Exercise brief |
In the records below, swap every "placing one point per instance" for "marking each instance with a single point" and leave the rest of the text untouched.

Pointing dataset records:
★ ★ ★ ★ ★ ★ ★
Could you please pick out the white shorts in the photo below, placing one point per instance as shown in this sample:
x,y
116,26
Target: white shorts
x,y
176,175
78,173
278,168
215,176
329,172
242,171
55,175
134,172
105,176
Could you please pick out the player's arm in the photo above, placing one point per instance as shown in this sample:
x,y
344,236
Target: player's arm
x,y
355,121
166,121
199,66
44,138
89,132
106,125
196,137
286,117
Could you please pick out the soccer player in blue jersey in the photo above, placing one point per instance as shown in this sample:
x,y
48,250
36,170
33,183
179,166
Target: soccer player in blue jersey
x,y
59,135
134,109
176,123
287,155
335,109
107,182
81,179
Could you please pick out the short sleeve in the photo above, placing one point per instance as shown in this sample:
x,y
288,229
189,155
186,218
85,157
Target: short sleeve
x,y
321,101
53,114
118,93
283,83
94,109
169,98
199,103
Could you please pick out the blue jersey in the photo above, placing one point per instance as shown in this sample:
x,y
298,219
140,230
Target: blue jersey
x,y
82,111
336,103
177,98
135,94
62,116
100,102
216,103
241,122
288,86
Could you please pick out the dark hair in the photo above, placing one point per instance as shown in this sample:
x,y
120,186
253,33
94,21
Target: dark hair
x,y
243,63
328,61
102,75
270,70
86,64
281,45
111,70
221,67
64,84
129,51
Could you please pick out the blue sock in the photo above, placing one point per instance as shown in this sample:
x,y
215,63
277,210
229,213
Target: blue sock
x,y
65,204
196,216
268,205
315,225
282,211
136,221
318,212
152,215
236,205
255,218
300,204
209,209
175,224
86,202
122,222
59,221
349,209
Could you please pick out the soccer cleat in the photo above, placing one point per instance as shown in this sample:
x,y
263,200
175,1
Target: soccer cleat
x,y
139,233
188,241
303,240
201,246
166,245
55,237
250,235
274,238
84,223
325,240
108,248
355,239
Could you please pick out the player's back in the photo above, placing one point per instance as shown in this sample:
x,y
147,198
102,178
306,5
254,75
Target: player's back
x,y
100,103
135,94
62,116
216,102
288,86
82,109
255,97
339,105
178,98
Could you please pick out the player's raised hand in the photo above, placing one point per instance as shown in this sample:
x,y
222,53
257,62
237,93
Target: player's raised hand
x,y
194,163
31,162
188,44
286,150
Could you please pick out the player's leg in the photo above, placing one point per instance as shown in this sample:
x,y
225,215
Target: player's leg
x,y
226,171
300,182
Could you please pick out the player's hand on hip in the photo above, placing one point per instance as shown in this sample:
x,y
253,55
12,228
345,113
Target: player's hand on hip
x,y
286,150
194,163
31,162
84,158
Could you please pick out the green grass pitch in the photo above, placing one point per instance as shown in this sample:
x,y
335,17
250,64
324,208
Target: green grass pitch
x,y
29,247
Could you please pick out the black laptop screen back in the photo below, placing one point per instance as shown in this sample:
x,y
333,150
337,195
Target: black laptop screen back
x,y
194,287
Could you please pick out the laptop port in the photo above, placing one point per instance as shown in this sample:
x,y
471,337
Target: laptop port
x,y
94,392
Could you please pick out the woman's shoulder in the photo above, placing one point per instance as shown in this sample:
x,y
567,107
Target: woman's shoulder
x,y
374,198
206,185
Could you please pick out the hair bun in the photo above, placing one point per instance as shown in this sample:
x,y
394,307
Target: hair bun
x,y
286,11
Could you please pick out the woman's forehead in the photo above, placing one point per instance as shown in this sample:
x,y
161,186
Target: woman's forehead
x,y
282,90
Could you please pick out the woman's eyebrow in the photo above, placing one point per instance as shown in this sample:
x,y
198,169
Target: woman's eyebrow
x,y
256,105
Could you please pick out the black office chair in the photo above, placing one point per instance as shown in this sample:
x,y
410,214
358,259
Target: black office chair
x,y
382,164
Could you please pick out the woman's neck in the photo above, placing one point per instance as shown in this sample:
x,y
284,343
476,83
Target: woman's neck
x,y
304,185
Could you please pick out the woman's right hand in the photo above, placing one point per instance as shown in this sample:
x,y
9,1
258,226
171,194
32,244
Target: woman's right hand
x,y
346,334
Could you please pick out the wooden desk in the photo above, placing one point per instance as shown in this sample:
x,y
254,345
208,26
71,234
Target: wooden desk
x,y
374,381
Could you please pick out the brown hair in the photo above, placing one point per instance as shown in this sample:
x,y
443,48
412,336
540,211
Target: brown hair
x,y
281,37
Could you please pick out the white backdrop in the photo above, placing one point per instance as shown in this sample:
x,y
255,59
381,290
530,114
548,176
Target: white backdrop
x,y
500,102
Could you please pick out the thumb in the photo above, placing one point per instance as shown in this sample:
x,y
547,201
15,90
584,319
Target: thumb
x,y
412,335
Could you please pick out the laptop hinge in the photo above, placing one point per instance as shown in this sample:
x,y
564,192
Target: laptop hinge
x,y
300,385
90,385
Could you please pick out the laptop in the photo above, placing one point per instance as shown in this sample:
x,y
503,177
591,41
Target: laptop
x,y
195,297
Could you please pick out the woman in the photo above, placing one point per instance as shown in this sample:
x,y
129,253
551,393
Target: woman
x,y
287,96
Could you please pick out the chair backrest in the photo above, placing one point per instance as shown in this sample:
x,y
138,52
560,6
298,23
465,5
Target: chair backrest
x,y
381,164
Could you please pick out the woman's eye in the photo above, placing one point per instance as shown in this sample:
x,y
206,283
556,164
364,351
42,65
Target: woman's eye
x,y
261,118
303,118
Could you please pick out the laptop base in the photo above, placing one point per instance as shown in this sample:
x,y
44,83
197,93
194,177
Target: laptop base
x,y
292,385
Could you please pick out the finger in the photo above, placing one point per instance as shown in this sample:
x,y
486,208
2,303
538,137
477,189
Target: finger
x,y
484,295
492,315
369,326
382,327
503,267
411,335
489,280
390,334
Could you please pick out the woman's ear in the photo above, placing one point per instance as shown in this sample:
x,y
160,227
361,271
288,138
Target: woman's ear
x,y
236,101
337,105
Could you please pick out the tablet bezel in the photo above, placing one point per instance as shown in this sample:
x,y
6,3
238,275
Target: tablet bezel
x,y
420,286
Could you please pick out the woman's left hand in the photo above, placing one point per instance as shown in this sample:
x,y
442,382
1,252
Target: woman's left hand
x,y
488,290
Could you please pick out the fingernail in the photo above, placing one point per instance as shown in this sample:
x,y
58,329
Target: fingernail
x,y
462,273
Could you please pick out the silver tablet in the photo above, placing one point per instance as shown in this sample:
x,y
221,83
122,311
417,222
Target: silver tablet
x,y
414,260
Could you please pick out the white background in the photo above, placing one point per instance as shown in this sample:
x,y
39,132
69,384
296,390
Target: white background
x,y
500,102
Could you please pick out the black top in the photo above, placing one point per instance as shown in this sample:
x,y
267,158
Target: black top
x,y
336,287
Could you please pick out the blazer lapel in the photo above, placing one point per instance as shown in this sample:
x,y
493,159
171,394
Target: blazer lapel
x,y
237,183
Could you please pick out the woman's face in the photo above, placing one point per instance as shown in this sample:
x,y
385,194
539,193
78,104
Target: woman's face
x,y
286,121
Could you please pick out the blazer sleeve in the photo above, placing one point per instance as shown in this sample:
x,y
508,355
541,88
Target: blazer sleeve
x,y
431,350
★ ★ ★ ★ ★ ★ ★
Answer for this exercise |
Could you please pick out the white shorts in the photo below, marking each instance with a single point as shown in this sample:
x,y
116,26
Target: white shorts
x,y
176,175
78,173
278,168
215,176
329,172
242,171
55,175
134,172
105,176
Could you please pick out the player's arm in the photo above, marking each instance with a single point as shown in this sample:
x,y
344,236
Target: player's arm
x,y
355,121
166,121
199,66
44,138
89,132
106,125
196,137
286,117
Could you please pick out the soccer player in blue jersey in the photo above, marking each instance with a single point as shown in this sample:
x,y
48,250
36,170
33,183
179,166
Target: soccer player in blue jersey
x,y
59,135
134,109
176,123
287,155
335,109
107,182
81,179
Could you please pick out the short sleeve in the photo above, marking each instance with a single point as shown in this sample:
x,y
288,229
189,155
186,218
85,157
Target: short sleeve
x,y
321,101
53,114
118,93
283,83
94,109
169,98
199,103
Could you please pick out the blue jersey in the photo above, marking each instance with a single point as shown in this sample:
x,y
298,219
140,230
Target: blue jersey
x,y
82,111
336,103
177,98
135,94
62,116
100,102
216,103
241,122
288,86
Could you please pick out the dark hair in the photo above, marking each instance with a single point as shown in this sample:
x,y
120,186
253,33
94,21
Target: dark hair
x,y
243,63
328,61
102,75
270,70
86,64
281,45
111,70
221,67
64,84
129,51
Could you please pick out the blue sock in the photo above, marking each instance with a single point as shown in this sample:
x,y
215,63
277,210
229,213
Target: blue sock
x,y
65,204
196,216
268,205
315,225
282,211
136,221
318,212
152,215
236,205
255,218
300,204
209,209
175,224
86,202
122,222
59,221
349,209
Could you please pick out the soccer cleat in the photo above, marking each instance with a single point as shown in this sample:
x,y
263,200
175,1
Target: soccer cleat
x,y
139,233
188,241
303,240
201,246
166,245
55,237
250,235
274,238
84,223
325,240
108,248
355,239
Could you please pick out the player's back in the photo above, marking each instance with a single point as shown in this sample:
x,y
147,198
102,178
306,5
254,75
Target: player's back
x,y
100,103
135,94
62,116
216,102
288,86
82,109
255,97
339,105
178,98
Could you please pick out the player's raised hand in the photo above, marking each instance with a single point as shown in this sample:
x,y
222,53
257,62
237,93
Target: player's raised hand
x,y
194,163
31,162
188,44
286,150
Could you please pick out the player's leg in the photo above, marking each instance with a single point as shown in this sample:
x,y
225,215
Target: player's leg
x,y
226,171
300,182
Could you please pick out the player's hand on hip in the photo above, marking each instance with a single point as shown in this sample:
x,y
253,55
12,228
345,113
Target: player's hand on hip
x,y
286,150
194,163
31,162
84,158
Could you please pick out the green grass pitch in the photo above, marking each instance with a single point as shown in this sample:
x,y
335,17
250,64
324,208
Target: green grass pitch
x,y
29,247
Could you please pick out the black laptop screen back in the photo below, marking each instance with a single point as shown in this sample:
x,y
333,150
337,195
Target: black laptop screen back
x,y
194,287
Could you please pick out the laptop port in the photo above, marking each instance with a single point as shown in this sample:
x,y
471,337
Target: laptop port
x,y
94,392
Could you please pick out the woman's shoulder in the photo above, marking each instance with a single point as shown in this sample:
x,y
567,107
Target: woman's shoulder
x,y
374,198
206,185
Could you please pick out the hair bun in the photo above, marking each instance with a single point as shown in this sample:
x,y
394,307
Target: hair bun
x,y
286,11
Could you please pick out the woman's forehead in the photo above, marking each instance with a single point as shown in this sample:
x,y
161,186
Target: woman's forehead
x,y
282,90
Could you please pick out the woman's eyebrow in the photo above, marking each instance with a single point as shown in this sample:
x,y
198,169
Target: woman's eyebrow
x,y
256,105
Could you please pick out the black office chair in the photo above, marking each instance with a single point as shown in this sample:
x,y
410,214
358,259
Target: black office chair
x,y
382,164
Could you please pick out the woman's neck in the photo above, marking each instance with a single point as shown in this sample:
x,y
284,343
476,83
Target: woman's neck
x,y
304,185
Could you please pick out the woman's right hand in the photo above, marking each instance with a single point as shown in this sample:
x,y
9,1
258,226
171,194
32,244
Target: woman's right hand
x,y
346,334
Could you please pick out the wooden desk in the photo above, marking each instance with a single point as shown in this sample:
x,y
254,345
208,26
71,234
Target: wooden desk
x,y
374,381
Could you please pick out the brown hair in the photo above, marking each instance with a single point as shown in this sample:
x,y
443,48
412,336
540,211
Target: brown hair
x,y
281,37
Could you please pick out the white backdrop in the photo above, marking each instance with a single point as shown in this sample:
x,y
255,59
381,290
530,114
548,176
Target: white backdrop
x,y
500,102
Could you please pick out the thumb in the photo above, marking each instance with a single point as shown in this sample:
x,y
547,201
15,90
584,319
Target: thumb
x,y
412,335
Could you please pick out the laptop hinge in the photo above, marking each instance with a single point as shown in this sample:
x,y
564,192
Target: laptop hinge
x,y
300,385
90,385
Could you please pick out the laptop in the photo above, marking each instance with a single point as shown in this sample:
x,y
503,177
591,41
Target: laptop
x,y
195,297
Could you please pick out the woman in the photo above, marking each instance with a single point as shown in this sample:
x,y
129,253
551,393
Target: woman
x,y
287,96
Could you please pick out the chair backrest in the photo above, marking each instance with a single point as shown in this sample:
x,y
138,52
560,6
298,23
465,5
Target: chair backrest
x,y
381,164
Could you please pick out the woman's eye in the photo above, marking each instance with a single point as shown in this sample:
x,y
206,283
556,164
364,351
42,65
Target: woman's eye
x,y
261,118
303,118
Could you please pick out the laptop base in the photo above, marking each instance with a single point as shown in this sample:
x,y
44,83
197,93
194,177
Target: laptop base
x,y
292,385
Could you please pick out the finger in the photo above, marking each instance with a single point as shown in this sample:
x,y
486,208
2,303
538,137
477,189
Target: finger
x,y
484,295
492,315
369,326
382,327
503,267
411,335
489,280
390,334
Could you please pick out the woman's ear in the photo above, marking each instance with a single point as shown in this sample:
x,y
160,227
361,271
288,138
Target: woman's ear
x,y
236,101
337,105
Could you please pick out the tablet bezel in the photo above, marking each instance with a single point as shown in this sample:
x,y
6,3
238,275
Target: tablet bezel
x,y
420,286
Could you please pick out the woman's left hand in the photo above, marking each instance with a single point as shown in this sample:
x,y
442,382
1,252
Target: woman's left hand
x,y
488,290
Could you please pick out the fingernail in the photo above, marking each instance with a single point as shown in this sample:
x,y
58,329
Target: fingernail
x,y
462,273
Could you please pick out the silver tablet in the photo above, marking each instance with a single point as shown in this sample:
x,y
221,83
122,311
417,222
Target: silver tablet
x,y
414,260
Could you please pick out the white background in the photo above, marking each instance with a single point as shown in this sample:
x,y
39,132
69,384
296,390
Target: white background
x,y
500,102
Could you please pick out the black top in the photo above, marking each instance with a single point as shown in this sample:
x,y
267,158
Target: black top
x,y
336,287
Could you please pick out the blazer lapel in the photo above, marking each instance with a single point as shown in this sample:
x,y
493,159
171,394
Target: blazer lapel
x,y
237,183
Could you please pick out the woman's face in the photo above, marking each instance with a single point as shown in this sample:
x,y
385,194
539,193
78,104
Target: woman's face
x,y
286,121
Could you please pick out the blazer sleeve in the photo above, marking each instance with a single point as shown in this sample:
x,y
508,355
541,88
Target: blazer sleeve
x,y
431,350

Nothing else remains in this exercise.